(Records pointing to named objects)
*****
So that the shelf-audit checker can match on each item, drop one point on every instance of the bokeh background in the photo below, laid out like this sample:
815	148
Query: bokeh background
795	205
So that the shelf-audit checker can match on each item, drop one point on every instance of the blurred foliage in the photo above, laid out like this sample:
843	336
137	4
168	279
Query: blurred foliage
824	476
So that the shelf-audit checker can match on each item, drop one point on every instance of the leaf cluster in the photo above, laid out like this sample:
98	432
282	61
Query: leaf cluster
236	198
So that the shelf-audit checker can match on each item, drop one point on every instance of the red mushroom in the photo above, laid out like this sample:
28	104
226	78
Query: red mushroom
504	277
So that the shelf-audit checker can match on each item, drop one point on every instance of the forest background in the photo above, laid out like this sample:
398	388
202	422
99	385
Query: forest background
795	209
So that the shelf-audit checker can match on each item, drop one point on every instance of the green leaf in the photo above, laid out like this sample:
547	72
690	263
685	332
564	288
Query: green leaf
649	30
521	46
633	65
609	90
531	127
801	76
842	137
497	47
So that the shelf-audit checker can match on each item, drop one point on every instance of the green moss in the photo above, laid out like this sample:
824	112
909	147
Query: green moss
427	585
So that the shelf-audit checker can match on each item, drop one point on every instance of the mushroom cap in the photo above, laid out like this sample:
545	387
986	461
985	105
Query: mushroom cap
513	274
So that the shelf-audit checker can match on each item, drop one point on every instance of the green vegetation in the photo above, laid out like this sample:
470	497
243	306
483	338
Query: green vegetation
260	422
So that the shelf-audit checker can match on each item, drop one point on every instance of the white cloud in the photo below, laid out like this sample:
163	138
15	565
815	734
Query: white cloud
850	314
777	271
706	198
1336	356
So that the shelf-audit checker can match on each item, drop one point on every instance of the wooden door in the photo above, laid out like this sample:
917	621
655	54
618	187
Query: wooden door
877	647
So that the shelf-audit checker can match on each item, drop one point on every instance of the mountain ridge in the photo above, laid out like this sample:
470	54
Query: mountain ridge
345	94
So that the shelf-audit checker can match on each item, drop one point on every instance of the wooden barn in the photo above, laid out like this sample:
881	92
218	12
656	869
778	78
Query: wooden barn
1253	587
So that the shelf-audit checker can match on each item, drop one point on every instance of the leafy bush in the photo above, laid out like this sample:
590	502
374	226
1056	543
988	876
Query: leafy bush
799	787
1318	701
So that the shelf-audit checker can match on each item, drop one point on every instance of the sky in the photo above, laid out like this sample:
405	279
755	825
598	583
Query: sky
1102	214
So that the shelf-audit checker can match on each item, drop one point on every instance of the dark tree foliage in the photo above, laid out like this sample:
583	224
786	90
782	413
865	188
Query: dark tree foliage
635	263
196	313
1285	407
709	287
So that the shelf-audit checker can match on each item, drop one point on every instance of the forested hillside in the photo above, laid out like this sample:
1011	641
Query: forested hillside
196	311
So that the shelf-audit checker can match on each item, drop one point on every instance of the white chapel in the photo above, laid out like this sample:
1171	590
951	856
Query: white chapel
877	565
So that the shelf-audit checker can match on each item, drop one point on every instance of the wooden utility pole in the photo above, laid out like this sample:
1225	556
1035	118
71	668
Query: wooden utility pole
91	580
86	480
*****
EXERCISE DETAILS. Lay out everything in the listing above, from the line containing "the wooden utility" down to the end of the listing, as a numbered list, leaving out any blank lines.

SOLVED PROBLEM.
1. So that the shelf-audit checker can match on each item, drop one point on every instance of the wooden utility pole in the photo above, laid out like this sample:
2. 1225	556
3. 1035	118
4. 71	668
5. Query: wooden utility pole
6. 91	580
7. 86	480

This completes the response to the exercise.